§ **What the task asks**
Reproduce every line of the records below verbatim, from the first record through the last.

§ **Exercise inputs**
__________________________________________________

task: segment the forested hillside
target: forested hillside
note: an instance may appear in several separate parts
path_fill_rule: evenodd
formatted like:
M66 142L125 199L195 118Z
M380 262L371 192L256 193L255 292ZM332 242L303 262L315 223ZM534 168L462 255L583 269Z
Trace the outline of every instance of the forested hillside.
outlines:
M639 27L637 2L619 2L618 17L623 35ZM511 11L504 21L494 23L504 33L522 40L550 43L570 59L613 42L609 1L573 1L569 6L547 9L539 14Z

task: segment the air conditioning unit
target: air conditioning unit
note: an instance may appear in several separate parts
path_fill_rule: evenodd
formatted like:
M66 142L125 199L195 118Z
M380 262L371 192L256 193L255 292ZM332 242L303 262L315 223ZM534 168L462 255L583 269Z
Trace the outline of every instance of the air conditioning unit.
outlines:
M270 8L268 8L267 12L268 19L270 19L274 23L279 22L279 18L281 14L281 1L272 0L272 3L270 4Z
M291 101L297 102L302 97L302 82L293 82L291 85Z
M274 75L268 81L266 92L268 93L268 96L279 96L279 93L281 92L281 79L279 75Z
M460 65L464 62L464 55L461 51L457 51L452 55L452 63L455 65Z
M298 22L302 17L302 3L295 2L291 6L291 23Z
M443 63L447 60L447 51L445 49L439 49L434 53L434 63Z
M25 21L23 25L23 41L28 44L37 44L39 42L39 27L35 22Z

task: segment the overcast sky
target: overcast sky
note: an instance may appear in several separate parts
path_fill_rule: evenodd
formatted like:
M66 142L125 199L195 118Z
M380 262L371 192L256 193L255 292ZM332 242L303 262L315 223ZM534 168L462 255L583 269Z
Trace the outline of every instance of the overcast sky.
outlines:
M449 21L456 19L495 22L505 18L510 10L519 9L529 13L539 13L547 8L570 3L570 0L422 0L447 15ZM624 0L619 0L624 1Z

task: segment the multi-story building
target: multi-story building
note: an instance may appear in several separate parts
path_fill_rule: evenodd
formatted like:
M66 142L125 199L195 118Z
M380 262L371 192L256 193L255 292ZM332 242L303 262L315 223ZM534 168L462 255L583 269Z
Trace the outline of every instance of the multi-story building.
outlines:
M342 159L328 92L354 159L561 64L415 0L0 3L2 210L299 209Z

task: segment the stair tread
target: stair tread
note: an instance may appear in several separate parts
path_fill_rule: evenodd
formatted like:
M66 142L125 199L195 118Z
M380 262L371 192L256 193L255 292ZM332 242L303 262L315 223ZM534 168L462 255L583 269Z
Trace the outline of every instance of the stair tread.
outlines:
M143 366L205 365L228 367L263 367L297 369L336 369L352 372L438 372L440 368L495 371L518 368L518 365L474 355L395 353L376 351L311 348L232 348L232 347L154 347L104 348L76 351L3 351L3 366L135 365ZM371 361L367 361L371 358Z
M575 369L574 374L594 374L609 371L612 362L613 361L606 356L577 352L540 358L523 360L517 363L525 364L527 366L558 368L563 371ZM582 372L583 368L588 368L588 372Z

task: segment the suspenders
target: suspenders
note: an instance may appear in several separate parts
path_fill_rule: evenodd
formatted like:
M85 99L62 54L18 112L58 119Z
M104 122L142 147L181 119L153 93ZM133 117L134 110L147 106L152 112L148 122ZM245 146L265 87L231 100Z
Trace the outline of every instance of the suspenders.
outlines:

__________________________________________________

§ **The solution**
task: segment the forested hillside
target: forested hillside
note: an instance may appear in several separate parts
path_fill_rule: evenodd
formatted like:
M66 142L125 199L195 118Z
M380 262L371 192L256 193L255 292ZM332 242L303 262L315 223ZM534 168L462 255L583 269Z
Trace the outline of every instance of the forested hillside.
outlines:
M639 27L637 2L619 2L618 17L623 35ZM511 11L504 21L494 23L504 33L522 40L550 43L570 59L613 42L609 1L573 1L569 6L547 9L539 14Z

task: segment the air conditioning unit
target: air conditioning unit
note: an instance may appear in several separate parts
path_fill_rule: evenodd
formatted like:
M66 142L125 199L195 118Z
M380 262L371 192L256 193L255 292ZM332 242L303 262L315 223ZM534 168L462 255L583 269Z
Trace the outline of every instance of the air conditioning unit.
outlines:
M270 8L268 8L267 12L268 19L270 19L274 23L279 22L279 18L281 14L281 1L272 0L272 3L270 4Z
M291 101L297 102L302 97L302 82L293 82L291 85Z
M274 75L268 81L266 92L268 93L268 96L279 96L279 93L281 92L281 79L279 75Z
M460 65L464 62L464 55L461 51L457 51L452 55L452 63L455 65Z
M298 22L302 17L302 3L295 2L291 6L291 23Z
M443 63L447 60L447 51L445 49L439 49L434 53L434 63Z
M25 21L23 25L23 41L28 44L37 44L39 42L39 27L35 22Z

task: segment the overcast sky
target: overcast sky
note: an instance may appear in several separate parts
path_fill_rule: evenodd
formatted like:
M66 142L125 199L195 118Z
M380 262L371 192L256 193L255 292ZM332 242L303 262L315 223ZM534 168L462 255L583 269Z
Trace the outline of every instance of the overcast sky.
outlines:
M449 21L456 19L495 22L505 18L510 10L519 9L529 13L539 13L547 8L570 3L570 0L422 0L447 15ZM624 0L619 0L624 1Z

task: segment the multi-story building
target: multi-story building
note: an instance may appear in several separate parts
path_fill_rule: evenodd
formatted like:
M66 142L125 199L195 118Z
M380 262L371 192L256 193L255 292ZM332 242L303 262L315 223ZM534 168L462 255L583 269Z
Trace the outline of every instance of the multi-story building.
outlines:
M342 159L328 92L354 159L561 64L415 0L0 3L2 210L299 209Z

task: segment the stair tread
target: stair tread
note: an instance may appear in several separate parts
path_fill_rule: evenodd
formatted like:
M66 142L125 199L195 118Z
M380 262L371 192L256 193L255 292ZM332 242L303 262L315 223ZM534 168L462 255L583 269Z
Trace the outline of every instance of the stair tread.
outlines:
M143 366L205 365L228 367L263 367L297 369L336 369L352 372L438 372L440 368L495 371L518 368L518 365L474 355L395 353L376 351L311 348L232 348L232 347L154 347L104 348L76 351L3 351L3 366L135 365ZM371 361L367 361L371 358Z
M575 369L574 374L594 374L609 371L612 362L613 361L606 356L577 352L540 358L523 360L517 363L525 364L527 366L558 368L563 371ZM582 372L583 368L588 368L588 372Z

task: segment the suspenders
target: suspenders
note: an instance may appear in several separate parts
path_fill_rule: evenodd
formatted like:
M85 99L62 54L18 112L58 119Z
M104 122L142 147L181 119L153 93ZM133 117L134 110L147 106L152 112L148 122ZM245 146L265 87L231 100Z
Trace the outline of every instance of the suspenders.
outlines:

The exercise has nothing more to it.